> _Изучаемый текст_:
"""
Есть несколько способов снимать страдание. Один - искать мусор и находить его: черные трубы, грязные свалки, дети-мутанты. Другой - искажение человеческого облика: люди вроде бы люди, но на их лицах застыли мерзкие гримасы. Так часто грешат репортеры, которым не хватает времени, чтобы вжиться в объект. Все преувеличено и все неправдоподобно - именно потому, что человеческая суть принесена в жертву выразительной детали. Самое трудное - знать меру. Роберт Кнот остановился вовремя.
Я шел с опаской на выставку "Полураспад". Сколько их было за последние годы - этих выставок, где Россия была представлена страной сплошной чернухи, а фотограф - сверхчеловеком, пролетающим над землей заживо гниющих трупов? Но Роберт Кнот не раздувает ужасов при помощи грамотно подобранных линз или зверских ракурсов. Максимум того, что он себе позволяет как фотограф, - правильно использовать тени. Он общался на равных с людьми из зараженных деревень.
Трудно не преувеличить трагедию. Потому что есть другая опасность - страдание может скрыться в комментарий. И тогда выражение может решительным образом не поспевать за содержанием. У Кати Галкиной "сильно болят ноги, и, возможно, скоро она вообще не будет в состоянии ходить", а Дания Джанмурзина "вот уже пять лет страдает от редкого заболевания крови", но на снимке Кнота видны совершенно обычные подружки, которые немного неловко стоят у школьной доски, разрисованной листочками. Дети как дети. Но в этом весь ужас.
Радиация - невидимая отрава. На фотографии - три веселых студентки. Но у всех - заболевания иммунной системы. Трудно сделать невидимое зримым, перевести внутренние болезни на язык фотографии. Но Кнот не стремится к барочным эффектам. Он не фиксирует уродств слишком резко. Наоборот, Давлет Марданов - мальчик с умственным расстройством - снят в размыве (его причина - движение): хорошо видны только выразительные глаза глубоко больного маленького человека, искаженные черты его лица скрыты от зрителя. Анна Федорова, пенсионерка 78 лет, сидит в своей койке - но Кнот не заостряет внимания на старческой крупке или дряблых провисах кожи: наоборот, фотограф снимает ее снизу вверх, как полководца на коне, так что Федорова выглядит гордой и несломленной, а в ее слепых глазах - гордый блеск.
"""
> _Исходные данные_:
"""
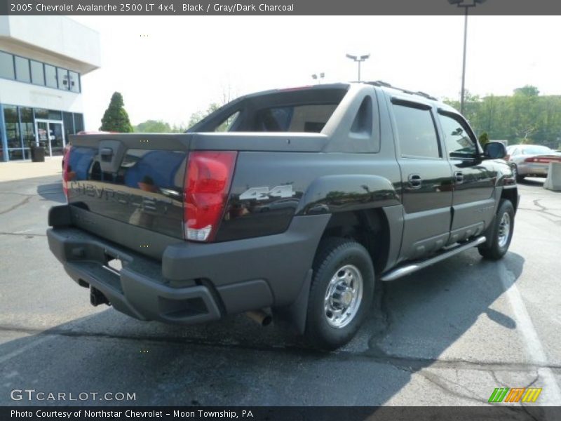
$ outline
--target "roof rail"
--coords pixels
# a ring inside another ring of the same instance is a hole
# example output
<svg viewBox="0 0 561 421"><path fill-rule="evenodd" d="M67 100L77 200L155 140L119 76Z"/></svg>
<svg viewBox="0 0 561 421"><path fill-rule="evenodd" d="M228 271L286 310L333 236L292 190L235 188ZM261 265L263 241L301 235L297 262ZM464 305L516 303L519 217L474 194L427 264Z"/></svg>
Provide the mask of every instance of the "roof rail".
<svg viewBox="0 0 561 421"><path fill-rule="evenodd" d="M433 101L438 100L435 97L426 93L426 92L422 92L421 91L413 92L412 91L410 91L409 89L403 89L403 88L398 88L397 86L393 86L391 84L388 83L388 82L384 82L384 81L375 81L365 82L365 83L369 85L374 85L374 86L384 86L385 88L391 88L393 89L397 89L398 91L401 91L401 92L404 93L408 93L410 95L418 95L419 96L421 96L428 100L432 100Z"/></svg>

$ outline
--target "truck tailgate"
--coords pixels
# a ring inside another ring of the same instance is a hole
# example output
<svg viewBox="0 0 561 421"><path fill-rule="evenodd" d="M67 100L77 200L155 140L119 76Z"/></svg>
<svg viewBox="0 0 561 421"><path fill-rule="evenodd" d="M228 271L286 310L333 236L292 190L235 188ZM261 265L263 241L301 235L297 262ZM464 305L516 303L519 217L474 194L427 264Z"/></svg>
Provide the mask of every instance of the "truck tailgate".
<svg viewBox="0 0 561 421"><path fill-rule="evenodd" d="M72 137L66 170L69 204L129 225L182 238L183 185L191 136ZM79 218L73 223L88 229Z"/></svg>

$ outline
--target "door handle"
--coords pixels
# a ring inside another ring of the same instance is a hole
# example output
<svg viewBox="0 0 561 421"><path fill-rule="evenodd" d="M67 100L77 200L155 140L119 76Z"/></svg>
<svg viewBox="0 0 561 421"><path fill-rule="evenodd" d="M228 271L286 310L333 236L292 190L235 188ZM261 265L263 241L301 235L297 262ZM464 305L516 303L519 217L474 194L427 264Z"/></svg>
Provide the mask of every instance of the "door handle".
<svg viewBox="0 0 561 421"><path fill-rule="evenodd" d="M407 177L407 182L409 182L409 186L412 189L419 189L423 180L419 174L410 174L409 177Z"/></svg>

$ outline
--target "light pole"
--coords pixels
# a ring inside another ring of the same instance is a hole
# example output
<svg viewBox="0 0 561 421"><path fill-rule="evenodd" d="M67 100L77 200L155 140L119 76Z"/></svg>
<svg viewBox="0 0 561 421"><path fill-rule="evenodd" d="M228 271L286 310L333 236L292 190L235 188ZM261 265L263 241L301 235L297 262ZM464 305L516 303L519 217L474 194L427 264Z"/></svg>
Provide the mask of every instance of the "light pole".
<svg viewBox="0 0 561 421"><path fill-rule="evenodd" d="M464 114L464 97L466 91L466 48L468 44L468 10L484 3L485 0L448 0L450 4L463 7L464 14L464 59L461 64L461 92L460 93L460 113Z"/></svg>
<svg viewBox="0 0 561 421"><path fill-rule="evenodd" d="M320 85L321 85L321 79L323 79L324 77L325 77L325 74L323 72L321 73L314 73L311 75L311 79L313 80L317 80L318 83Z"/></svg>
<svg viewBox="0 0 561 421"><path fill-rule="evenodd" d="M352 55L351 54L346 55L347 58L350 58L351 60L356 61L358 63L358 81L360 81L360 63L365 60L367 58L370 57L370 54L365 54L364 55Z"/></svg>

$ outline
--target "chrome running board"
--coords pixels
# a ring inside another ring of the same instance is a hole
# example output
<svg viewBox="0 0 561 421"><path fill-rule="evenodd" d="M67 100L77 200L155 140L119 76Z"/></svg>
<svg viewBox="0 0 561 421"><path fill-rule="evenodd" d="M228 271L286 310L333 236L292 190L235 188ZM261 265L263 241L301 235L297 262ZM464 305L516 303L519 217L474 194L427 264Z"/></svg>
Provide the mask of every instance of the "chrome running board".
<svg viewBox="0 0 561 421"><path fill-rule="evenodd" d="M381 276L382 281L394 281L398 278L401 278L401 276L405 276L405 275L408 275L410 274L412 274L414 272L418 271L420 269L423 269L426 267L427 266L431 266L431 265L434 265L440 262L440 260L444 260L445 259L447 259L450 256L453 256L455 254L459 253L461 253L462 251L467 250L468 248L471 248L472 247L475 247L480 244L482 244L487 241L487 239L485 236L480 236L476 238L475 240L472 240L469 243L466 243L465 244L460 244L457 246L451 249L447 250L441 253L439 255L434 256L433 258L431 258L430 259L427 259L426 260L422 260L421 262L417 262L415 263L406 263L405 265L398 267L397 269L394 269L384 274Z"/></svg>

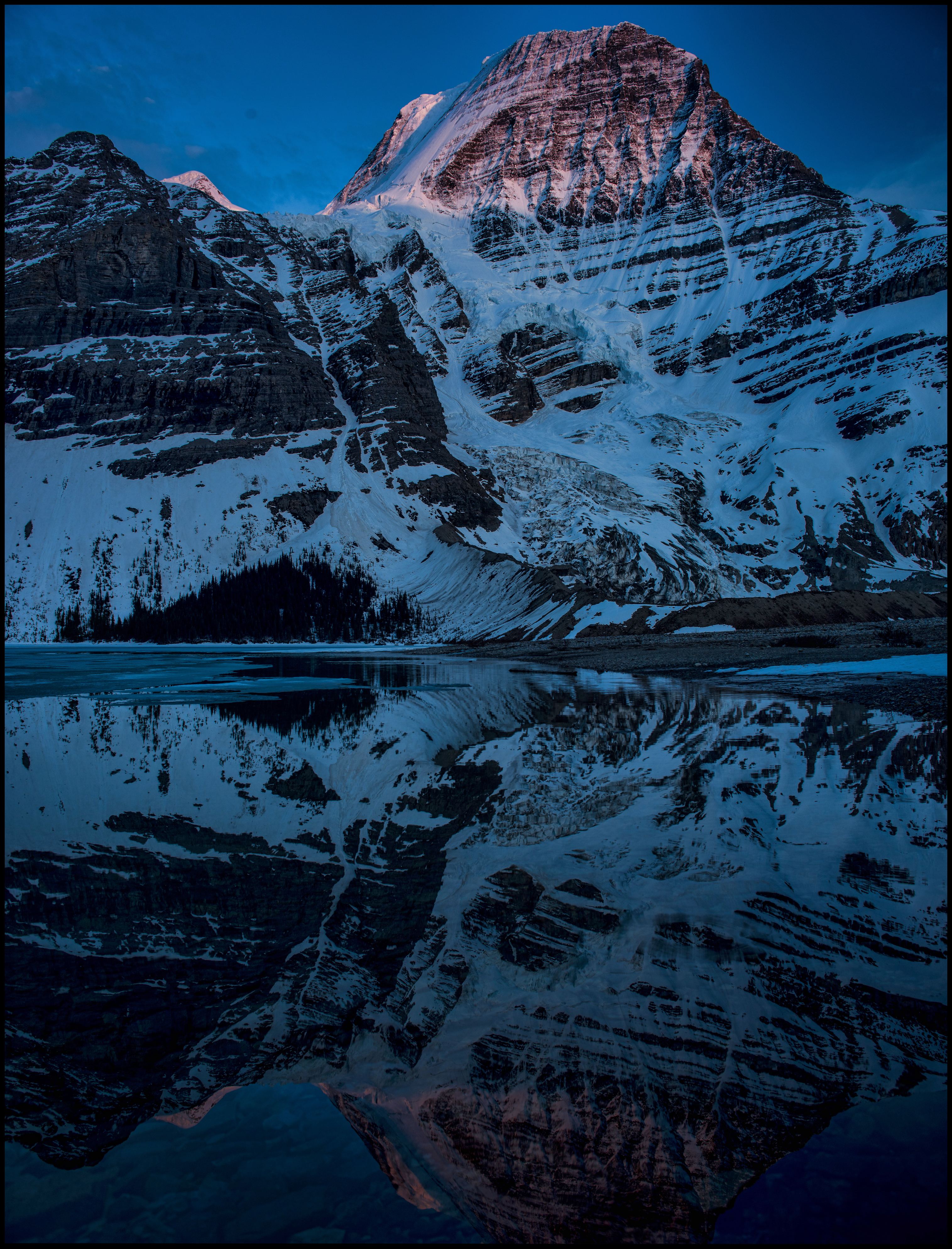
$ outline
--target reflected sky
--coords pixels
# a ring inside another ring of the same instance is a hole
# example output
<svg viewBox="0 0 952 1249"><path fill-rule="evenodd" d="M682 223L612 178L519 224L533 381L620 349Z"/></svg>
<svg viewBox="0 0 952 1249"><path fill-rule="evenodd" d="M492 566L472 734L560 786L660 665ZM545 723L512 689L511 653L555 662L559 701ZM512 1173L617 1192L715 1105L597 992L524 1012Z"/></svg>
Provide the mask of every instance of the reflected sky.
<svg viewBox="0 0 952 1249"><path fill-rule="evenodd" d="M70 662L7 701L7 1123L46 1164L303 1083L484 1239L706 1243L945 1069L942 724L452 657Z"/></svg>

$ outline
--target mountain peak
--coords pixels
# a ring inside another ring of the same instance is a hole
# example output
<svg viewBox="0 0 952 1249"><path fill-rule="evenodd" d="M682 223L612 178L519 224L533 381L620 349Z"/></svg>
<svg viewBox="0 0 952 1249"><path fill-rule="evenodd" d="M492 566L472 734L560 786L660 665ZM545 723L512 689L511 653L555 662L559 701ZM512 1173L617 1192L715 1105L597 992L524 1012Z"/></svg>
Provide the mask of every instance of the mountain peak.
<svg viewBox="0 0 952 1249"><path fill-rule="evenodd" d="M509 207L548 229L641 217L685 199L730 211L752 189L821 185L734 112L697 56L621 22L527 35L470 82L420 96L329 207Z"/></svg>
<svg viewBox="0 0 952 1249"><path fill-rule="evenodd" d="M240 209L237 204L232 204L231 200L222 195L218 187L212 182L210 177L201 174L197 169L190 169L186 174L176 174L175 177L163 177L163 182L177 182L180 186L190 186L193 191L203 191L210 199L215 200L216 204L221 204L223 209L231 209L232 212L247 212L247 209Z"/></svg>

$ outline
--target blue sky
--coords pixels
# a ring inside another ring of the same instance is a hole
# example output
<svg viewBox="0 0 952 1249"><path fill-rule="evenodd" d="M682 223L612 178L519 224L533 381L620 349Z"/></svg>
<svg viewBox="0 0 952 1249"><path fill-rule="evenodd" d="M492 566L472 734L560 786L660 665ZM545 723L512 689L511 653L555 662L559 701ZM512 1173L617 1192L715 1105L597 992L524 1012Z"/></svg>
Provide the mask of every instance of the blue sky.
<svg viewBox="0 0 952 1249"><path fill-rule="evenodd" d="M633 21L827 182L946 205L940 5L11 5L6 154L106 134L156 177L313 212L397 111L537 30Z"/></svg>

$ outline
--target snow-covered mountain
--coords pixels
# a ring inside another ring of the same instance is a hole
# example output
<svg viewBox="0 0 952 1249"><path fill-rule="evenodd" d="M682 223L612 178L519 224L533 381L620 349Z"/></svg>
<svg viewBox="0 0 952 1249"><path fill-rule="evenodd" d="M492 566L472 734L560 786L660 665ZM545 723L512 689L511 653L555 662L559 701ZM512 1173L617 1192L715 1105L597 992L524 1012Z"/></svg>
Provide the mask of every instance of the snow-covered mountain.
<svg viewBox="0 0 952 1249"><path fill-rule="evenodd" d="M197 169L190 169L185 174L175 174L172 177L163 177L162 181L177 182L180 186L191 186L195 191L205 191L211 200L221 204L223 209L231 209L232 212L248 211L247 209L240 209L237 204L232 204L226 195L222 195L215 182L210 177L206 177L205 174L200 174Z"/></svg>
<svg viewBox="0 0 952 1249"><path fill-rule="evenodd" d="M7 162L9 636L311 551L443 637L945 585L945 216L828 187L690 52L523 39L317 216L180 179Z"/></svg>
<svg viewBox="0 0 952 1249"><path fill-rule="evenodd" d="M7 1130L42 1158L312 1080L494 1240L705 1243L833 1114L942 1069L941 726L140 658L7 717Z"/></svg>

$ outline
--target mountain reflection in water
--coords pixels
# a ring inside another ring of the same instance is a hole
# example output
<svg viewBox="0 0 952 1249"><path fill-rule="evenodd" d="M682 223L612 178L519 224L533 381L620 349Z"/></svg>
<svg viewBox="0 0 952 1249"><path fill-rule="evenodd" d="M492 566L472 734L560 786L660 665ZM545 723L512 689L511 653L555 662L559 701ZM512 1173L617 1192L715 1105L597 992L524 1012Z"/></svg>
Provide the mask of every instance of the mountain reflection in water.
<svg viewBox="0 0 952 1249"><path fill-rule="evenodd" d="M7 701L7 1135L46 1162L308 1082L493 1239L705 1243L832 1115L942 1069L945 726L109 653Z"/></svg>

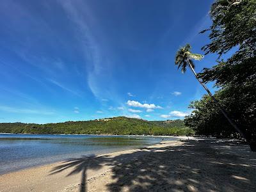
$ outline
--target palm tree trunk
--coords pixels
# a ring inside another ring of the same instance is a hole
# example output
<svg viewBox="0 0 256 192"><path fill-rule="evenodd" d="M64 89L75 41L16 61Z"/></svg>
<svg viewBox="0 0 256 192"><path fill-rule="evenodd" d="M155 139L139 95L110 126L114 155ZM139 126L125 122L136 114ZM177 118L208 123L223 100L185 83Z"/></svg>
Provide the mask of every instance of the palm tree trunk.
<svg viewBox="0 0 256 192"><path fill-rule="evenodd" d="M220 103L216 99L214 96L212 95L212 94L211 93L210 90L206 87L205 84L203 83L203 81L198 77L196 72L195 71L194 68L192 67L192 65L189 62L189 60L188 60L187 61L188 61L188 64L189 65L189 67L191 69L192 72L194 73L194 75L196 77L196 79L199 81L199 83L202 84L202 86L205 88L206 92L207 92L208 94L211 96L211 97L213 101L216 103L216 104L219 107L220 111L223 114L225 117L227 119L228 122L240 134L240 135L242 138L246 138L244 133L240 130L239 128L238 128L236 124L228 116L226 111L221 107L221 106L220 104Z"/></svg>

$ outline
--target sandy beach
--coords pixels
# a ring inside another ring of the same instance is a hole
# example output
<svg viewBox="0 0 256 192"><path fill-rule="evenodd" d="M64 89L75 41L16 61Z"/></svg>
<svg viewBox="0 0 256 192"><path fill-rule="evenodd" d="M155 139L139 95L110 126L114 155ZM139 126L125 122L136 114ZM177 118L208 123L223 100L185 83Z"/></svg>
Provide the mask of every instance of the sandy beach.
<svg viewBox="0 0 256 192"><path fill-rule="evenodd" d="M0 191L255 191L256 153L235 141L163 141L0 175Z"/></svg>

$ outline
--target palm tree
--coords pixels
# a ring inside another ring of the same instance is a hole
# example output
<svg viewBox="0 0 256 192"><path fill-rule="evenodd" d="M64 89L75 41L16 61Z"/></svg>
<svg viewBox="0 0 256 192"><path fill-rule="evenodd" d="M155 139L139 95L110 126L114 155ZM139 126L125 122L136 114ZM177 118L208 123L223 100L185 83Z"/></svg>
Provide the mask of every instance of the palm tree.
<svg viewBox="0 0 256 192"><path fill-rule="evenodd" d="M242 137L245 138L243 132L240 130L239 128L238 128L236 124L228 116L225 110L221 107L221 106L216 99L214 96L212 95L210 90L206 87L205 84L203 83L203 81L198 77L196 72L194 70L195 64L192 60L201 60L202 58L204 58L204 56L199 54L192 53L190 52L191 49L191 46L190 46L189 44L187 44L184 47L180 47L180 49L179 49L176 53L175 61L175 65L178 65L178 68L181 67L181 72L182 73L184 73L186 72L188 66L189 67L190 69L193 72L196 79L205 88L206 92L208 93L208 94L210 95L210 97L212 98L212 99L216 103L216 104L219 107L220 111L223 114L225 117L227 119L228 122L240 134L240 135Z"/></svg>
"""
> _Вопросы по тексту_:
[A] Ответьте на вопросы по тексту о выставке «Полураспад»:
(i) Как называется выставка, о которой идет речь?
(ii) Сколько лет Дания Джанмурзина страдает от редкого заболевания крови?
(iii) С какого ракурса снята Анна Федорова?
[B] Изложите содержание текста о выставке «Полураспад» в двух предложениях.

> _Ответы на задания_:
[A]
(i) «Полураспад».
(ii) Пять лет.
(iii) Снизу вверх.

[B] Роберт Кнот, в отличие от многих репортеров, не преувеличивает страдания и не раздувает ужасов линзами или ракурсами, а общается на равных с людьми из зараженных деревень. На его снимках больные радиацией люди выглядят обычно, уродства он не фиксирует резко, и именно в этой обыденности заключается весь ужас.